TASK DETAILS
Please copy the data below exactly, from its first line through the line holding "Return the mask of every instance of the road", and skip the pictures.
BEGIN MATERIAL FOR THIS TASK
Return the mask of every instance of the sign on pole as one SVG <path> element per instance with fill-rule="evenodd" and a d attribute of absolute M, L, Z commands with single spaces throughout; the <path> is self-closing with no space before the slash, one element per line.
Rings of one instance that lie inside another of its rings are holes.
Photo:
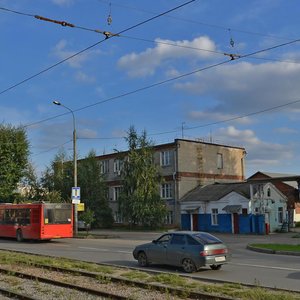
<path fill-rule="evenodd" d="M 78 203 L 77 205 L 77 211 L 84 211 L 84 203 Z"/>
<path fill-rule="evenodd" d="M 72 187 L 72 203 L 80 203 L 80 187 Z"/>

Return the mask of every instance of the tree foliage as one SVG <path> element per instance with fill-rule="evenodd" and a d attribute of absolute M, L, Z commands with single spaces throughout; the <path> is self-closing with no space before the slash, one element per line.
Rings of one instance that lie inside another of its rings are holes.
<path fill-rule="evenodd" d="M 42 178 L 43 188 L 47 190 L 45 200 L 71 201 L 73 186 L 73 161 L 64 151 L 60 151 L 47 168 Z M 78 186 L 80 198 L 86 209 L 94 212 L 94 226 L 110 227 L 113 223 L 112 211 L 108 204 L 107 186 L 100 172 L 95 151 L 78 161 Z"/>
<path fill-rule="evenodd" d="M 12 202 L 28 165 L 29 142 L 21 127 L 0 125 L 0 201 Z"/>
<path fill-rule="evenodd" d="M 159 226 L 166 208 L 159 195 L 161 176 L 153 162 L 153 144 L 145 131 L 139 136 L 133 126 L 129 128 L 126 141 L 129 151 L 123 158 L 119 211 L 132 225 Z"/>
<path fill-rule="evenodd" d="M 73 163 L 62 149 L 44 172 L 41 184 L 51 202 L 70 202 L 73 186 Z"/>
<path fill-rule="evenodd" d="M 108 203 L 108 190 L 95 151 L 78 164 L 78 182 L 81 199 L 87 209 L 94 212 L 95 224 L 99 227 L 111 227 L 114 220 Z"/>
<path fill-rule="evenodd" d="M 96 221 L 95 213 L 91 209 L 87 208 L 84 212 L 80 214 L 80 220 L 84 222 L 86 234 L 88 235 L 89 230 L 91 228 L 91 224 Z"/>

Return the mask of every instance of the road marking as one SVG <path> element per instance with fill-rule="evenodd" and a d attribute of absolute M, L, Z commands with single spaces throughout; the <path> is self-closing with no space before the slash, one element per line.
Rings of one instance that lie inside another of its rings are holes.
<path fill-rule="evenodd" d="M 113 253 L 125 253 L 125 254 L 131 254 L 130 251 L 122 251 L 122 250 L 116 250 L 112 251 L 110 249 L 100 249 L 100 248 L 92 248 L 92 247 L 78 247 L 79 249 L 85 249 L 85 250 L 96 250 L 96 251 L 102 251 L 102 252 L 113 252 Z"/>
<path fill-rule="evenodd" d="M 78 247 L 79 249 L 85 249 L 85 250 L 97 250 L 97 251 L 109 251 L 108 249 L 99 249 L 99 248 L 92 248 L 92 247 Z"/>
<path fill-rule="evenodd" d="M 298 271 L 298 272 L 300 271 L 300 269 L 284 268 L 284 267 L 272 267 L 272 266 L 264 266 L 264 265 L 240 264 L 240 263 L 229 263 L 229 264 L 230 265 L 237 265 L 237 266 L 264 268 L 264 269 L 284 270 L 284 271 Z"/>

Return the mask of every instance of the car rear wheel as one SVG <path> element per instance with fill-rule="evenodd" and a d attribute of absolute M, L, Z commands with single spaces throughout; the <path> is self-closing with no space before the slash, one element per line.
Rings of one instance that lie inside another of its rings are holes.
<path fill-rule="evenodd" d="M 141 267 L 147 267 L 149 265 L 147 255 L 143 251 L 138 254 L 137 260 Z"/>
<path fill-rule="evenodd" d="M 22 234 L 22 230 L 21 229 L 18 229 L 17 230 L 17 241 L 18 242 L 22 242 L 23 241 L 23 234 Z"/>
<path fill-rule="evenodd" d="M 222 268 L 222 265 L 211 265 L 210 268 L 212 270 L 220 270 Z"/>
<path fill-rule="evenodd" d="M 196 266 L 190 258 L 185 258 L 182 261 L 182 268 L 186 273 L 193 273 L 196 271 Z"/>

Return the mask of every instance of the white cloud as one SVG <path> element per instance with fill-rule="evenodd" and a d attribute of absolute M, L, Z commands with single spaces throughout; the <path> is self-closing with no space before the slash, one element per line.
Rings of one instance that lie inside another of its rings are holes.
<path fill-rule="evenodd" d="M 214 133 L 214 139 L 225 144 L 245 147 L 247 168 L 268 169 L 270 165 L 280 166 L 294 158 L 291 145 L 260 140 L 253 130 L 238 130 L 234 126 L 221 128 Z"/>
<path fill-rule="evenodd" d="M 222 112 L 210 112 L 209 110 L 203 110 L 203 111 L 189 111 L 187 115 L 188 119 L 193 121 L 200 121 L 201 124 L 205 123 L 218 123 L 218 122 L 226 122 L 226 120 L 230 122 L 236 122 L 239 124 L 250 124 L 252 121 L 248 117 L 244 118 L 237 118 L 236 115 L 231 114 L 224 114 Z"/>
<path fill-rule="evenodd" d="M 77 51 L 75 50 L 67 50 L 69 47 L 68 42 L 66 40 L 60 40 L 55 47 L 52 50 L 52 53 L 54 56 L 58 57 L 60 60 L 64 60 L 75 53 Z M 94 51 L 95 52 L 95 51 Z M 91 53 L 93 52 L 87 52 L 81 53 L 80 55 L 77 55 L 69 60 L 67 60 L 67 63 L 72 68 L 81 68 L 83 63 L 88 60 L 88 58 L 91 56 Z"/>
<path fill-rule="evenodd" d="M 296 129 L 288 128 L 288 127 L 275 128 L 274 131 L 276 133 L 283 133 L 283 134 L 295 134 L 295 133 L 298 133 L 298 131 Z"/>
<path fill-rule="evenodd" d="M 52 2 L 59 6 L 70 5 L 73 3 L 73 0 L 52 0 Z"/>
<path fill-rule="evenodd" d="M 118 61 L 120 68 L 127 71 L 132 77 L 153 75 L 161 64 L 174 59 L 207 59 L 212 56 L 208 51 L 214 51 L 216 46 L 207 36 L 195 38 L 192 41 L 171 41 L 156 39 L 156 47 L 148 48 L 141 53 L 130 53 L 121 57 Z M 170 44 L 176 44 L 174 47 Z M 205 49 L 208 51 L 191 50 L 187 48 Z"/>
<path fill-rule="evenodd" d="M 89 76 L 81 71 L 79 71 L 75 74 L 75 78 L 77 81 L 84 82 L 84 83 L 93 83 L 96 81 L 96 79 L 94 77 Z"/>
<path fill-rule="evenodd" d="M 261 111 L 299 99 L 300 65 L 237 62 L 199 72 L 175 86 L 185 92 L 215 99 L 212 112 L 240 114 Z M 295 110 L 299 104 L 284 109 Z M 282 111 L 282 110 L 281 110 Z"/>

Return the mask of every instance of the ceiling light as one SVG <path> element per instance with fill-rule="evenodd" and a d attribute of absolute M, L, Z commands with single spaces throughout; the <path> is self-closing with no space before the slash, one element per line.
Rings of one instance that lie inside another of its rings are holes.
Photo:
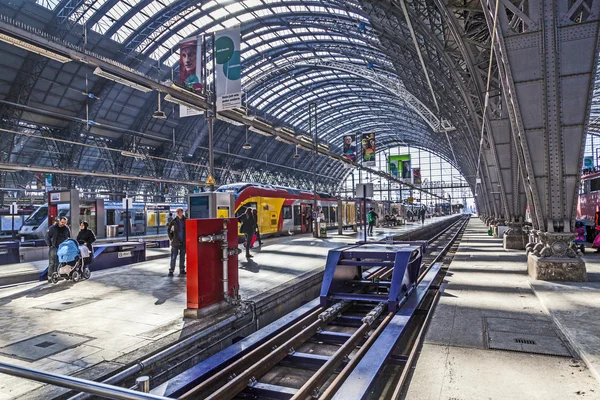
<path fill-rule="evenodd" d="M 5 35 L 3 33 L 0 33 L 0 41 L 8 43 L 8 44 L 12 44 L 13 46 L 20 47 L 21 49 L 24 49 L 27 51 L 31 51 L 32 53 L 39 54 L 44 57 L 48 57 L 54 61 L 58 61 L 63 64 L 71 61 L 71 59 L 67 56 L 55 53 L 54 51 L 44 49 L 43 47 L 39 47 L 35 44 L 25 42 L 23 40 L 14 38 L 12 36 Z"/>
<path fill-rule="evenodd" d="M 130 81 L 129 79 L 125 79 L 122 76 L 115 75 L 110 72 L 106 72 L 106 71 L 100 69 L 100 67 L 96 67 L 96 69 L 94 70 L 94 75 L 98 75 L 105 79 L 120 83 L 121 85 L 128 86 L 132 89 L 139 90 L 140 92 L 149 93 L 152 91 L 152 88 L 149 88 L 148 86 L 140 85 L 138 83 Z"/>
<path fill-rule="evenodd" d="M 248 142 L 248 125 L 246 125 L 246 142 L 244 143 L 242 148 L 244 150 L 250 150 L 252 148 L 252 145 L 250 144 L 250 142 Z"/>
END MATERIAL FOR THIS TASK
YOUR SOLUTION
Return the mask of every instance of the sign on pole as one SVG <path> element per instance with fill-rule="evenodd" and a d attribute of absolute M, L, Z commands with single spaces throughout; the <path> is self-closing with no space before the slash, one element per line.
Rings of one instance that lie inside another of its rings are holes.
Photo:
<path fill-rule="evenodd" d="M 78 203 L 77 205 L 77 211 L 84 211 L 84 203 Z"/>
<path fill-rule="evenodd" d="M 72 187 L 72 203 L 80 203 L 80 187 Z"/>

Return the mask of every instance of the tree foliage as one SVG <path> element per instance with fill-rule="evenodd" and a d attribute of absolute M, L, Z commands with single spaces throughout; the <path> is self-closing with no space before the slash, one element per line.
Rings of one instance that lie inside another of its rings are holes.
<path fill-rule="evenodd" d="M 42 178 L 43 188 L 47 190 L 45 200 L 71 201 L 73 186 L 73 161 L 64 151 L 60 151 L 47 168 Z M 78 186 L 80 198 L 86 209 L 94 212 L 94 226 L 110 227 L 113 223 L 112 211 L 108 204 L 107 186 L 100 172 L 95 151 L 78 161 Z"/>
<path fill-rule="evenodd" d="M 12 202 L 28 165 L 29 142 L 21 127 L 0 125 L 0 201 Z"/>
<path fill-rule="evenodd" d="M 159 226 L 166 208 L 159 195 L 161 176 L 153 162 L 153 144 L 145 131 L 139 136 L 133 126 L 129 128 L 126 141 L 129 151 L 123 158 L 119 211 L 132 225 Z"/>
<path fill-rule="evenodd" d="M 73 163 L 62 149 L 44 172 L 41 184 L 51 202 L 70 202 L 73 186 Z"/>
<path fill-rule="evenodd" d="M 108 203 L 108 190 L 95 151 L 78 164 L 78 182 L 81 199 L 87 209 L 94 212 L 95 224 L 99 227 L 111 227 L 114 220 Z"/>
<path fill-rule="evenodd" d="M 96 221 L 95 213 L 91 209 L 87 208 L 84 212 L 80 214 L 80 220 L 84 222 L 86 234 L 88 235 L 89 230 L 91 228 L 91 224 Z"/>

Return the mask of every instance of the road marking as one SVG <path> element per instance with fill-rule="evenodd" and a d attribute of absolute M, L, Z commands with single spaces throughout; the <path> is self-closing with no space before the slash, one element per line.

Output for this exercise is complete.